■ **TEXT SEGMENT**
* * * * * * * * *

The Ri
While doing field work in New Ireland, and island province of Papua New Guinea, University of Virginia cultural
anthropologist Roy Wagner heard strange stories of creatures which even his best-educated informants assured him
"really exist." In fact, they appeared regularly in the ocean just off New Ireland's central southern coasts. Called "ri"
(pronounced ree), the creatures had generally human features down to their genital area; the lower truck had no legs and
ended in a pair of lateral fins. Natives compared the creatures, which they said were air-breathing mammals.

In November 1979, from the central coastal village of Ramat, Wagner saw what a native told him was a ri in Pamat Bay.
Several hundred yards away he wrote, "something large (was) swimming at the surface in a broad arc toward the shore.
We watched as it came closer, and the best view I got was a long, dark body swimming at the surface horizontally.
Suddenly, a sawfish jumped immediately in front of it (the range was close enough that I could identify the facial
projection), and the dark object submerged and did not reappear."

Wagner interviewed a number of Barok-speaking islanders who said they had eaten ri flesh. They did not consider ri to
be intelligent beings like humans. The ri communicated by whistling and fed on fish. Wagner was certain that his
informants were not confusing ri with dugongs ("sea cows"). "For a Barok man to identify the corpse of a ri washed up on
a beach or caught in a net as that of a dugong," he wrote, "would be as unlikely as for an American hunter to bring home
a deer on his front bumper and try to convince his neighbors it is a bear." He added that New Ireland's people were
equally familar with dolphins.

* * * * * * * * *

■ **EXTRACTED DATA**
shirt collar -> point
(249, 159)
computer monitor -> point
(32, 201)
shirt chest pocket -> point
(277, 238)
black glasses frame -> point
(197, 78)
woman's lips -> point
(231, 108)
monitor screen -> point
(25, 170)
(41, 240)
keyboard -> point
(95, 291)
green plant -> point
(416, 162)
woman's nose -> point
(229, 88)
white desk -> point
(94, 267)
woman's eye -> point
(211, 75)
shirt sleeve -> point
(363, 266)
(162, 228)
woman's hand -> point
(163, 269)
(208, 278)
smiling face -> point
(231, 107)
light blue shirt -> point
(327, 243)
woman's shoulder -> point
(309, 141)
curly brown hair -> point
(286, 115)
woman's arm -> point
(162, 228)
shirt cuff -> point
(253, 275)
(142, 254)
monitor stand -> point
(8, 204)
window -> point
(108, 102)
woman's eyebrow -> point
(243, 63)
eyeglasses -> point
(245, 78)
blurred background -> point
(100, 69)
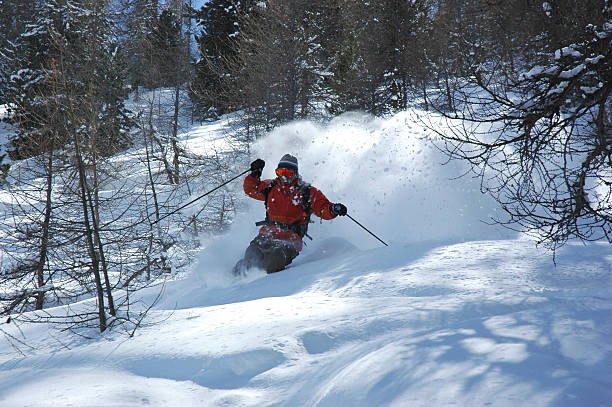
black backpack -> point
(300, 227)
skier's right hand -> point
(257, 167)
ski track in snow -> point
(432, 320)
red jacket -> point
(285, 206)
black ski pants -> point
(271, 255)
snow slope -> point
(453, 312)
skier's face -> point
(286, 176)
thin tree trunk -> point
(88, 235)
(40, 296)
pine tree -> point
(220, 22)
(165, 44)
(139, 18)
(69, 33)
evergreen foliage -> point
(70, 37)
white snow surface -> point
(452, 313)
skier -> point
(289, 203)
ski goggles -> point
(285, 172)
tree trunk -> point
(40, 278)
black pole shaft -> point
(366, 229)
(201, 196)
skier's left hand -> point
(338, 209)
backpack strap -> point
(266, 192)
(300, 227)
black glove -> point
(257, 167)
(338, 209)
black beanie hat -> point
(289, 162)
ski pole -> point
(366, 229)
(201, 196)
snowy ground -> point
(453, 312)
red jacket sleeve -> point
(253, 187)
(320, 204)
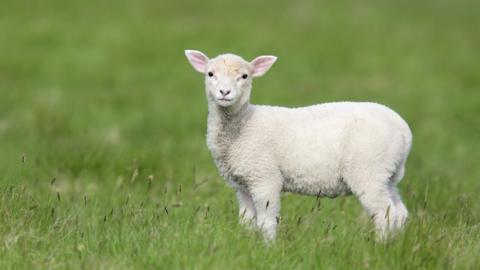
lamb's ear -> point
(262, 64)
(198, 60)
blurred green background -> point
(103, 161)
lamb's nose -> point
(225, 92)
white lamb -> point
(330, 149)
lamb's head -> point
(228, 77)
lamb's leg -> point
(267, 204)
(247, 212)
(375, 195)
(400, 209)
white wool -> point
(329, 149)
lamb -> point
(327, 150)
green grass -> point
(102, 131)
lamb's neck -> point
(225, 125)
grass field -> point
(103, 161)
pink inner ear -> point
(198, 60)
(262, 64)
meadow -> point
(103, 160)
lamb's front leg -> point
(246, 208)
(266, 198)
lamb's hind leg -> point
(375, 193)
(246, 209)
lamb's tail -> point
(400, 172)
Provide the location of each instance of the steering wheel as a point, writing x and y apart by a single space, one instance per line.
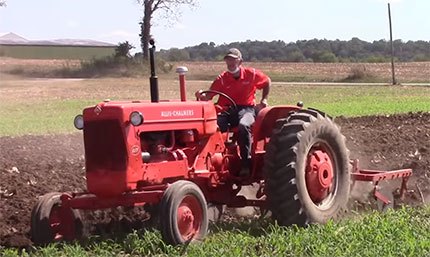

* * * * * * * * *

■ **ASSIGNMENT**
Continue the account of the ri of New Ireland from its last sentence.

■ **ANSWER SECTION**
His formal report, published in the first issue of Cryptozoology, the journal of the newly formed International Society of
Cyptozoology (ISC), created something of a sensation. In the summer of 1983, Wagner, ISC secretary J. Richard
Greenwell, and two other men traveled to New Ireland, interviewed witnesses, and saw a ri themselves. It happened on
the afternoon of July 5, from the village of Nokon on Elizabeth Bay some 40 miles south of Ramat. At 10-minute intervals
the creature, clearly feeding, would surface for a few seconds, making good sightings, much less decent photographs,
virtually impossible. It appeared to be five to seven feet long, skinny, and possessed of a mammalian tail. Attempts to
capture a specimen using a net met with technical problems and had to be abandoned. Expedition member had other,
though briefer, sightings of what appeared to be the same animal.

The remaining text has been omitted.